* Required task 1
According to the Miss America 2005 text, on which network was the pageant broadcast live?
* Required task 2
Rewrite the stretch of the Miss America 2005 text from "Many contestants competed" through "their state title.", putting "delegates" in place of "contestants".

* Excerpt to read
::::::
Miss America 2005, the 78th Miss America pageant, was held in Atlantic City on Saturday, September 18, 2004, following a week of events including the preliminary competition.

The pageant was broadcast live on ABC from Boardwalk Hall in Atlantic City. Although this was not known at the time, this pageant would be the last held in Atlantic City until 2013, as the pageant moved to Las Vegas, Nevada beginning in 2006. It was also the last one to be televised by an over-the-air network until 2011.

At the conclusion of the final night of competition, Ericka Dunlap crowned Deidre Downs of Alabama as her successor.

Selection of contestants
One delegate from each state was chosen in state pageants held in mid-2005. Prior to competing in state pageants, the majority of delegates first were required to win a local title. Each delegates title is pre-dated to 2005, for example Deidre Downs was "Miss Alabama 2004" rather than "Miss Alabama 2005".

Many contestants competed in state pageants in both the Miss America and Miss USA systems numerous times before winning titles, and some had previously in other states to those which they won their state title.

All contestants were required to be between the ages of 17-24, unmarried and a citizen of the United States. They were also required to meet residency and education requirements.

Competition
All delegates compete in an interview competition with the judges, based on their platform issue, and also in the swimsuit, evening gown and talent competitions.

Prior to the nationally televised competition, the delegates participate in three nights of preliminary competition (accounting for 30% of final night's score), where preliminary award winners are chosen in each category.
::::::
* Dataset excerpts
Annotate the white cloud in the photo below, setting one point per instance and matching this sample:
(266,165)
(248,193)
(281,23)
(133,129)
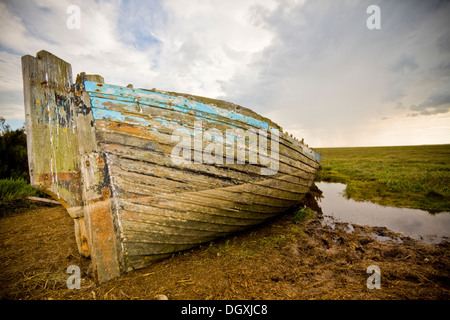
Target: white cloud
(311,66)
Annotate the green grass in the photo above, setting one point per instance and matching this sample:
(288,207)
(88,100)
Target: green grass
(13,195)
(407,176)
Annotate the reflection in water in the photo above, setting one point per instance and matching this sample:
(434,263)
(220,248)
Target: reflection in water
(414,223)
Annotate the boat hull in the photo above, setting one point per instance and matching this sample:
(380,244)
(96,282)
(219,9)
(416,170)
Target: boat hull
(146,173)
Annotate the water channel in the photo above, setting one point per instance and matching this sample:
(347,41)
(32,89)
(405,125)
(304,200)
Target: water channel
(417,224)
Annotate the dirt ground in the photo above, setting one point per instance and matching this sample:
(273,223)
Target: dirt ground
(282,259)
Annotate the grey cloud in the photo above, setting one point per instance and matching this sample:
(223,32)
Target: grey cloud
(404,64)
(438,100)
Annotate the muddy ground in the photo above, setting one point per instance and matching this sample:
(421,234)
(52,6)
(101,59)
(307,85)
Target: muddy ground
(282,259)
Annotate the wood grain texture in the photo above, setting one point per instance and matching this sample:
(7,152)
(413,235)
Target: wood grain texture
(146,173)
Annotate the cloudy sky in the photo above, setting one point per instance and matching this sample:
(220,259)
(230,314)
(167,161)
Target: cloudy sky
(312,66)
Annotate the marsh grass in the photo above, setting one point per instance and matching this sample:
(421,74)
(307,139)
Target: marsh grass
(407,176)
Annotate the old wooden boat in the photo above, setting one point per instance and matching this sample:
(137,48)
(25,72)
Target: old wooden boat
(146,173)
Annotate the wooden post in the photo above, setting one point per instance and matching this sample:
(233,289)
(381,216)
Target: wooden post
(61,141)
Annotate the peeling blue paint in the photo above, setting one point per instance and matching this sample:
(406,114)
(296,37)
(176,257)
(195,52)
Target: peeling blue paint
(165,101)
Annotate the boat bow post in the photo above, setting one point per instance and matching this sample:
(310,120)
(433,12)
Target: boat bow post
(63,158)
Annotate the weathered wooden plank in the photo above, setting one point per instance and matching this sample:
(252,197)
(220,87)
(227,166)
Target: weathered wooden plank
(164,218)
(194,211)
(51,131)
(164,125)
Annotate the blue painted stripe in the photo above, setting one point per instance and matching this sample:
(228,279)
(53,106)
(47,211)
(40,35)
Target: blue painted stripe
(177,103)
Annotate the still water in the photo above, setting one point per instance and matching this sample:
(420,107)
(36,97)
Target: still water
(414,223)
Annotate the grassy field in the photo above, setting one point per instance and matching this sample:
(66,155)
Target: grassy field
(13,196)
(407,176)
::::::
* Worked solution 1
ABC

* Worked solution 2
Many delegates competed in state pageants in both the Miss America and Miss USA systems numerous times before winning titles, and some had previously in other states to those which they won their state title.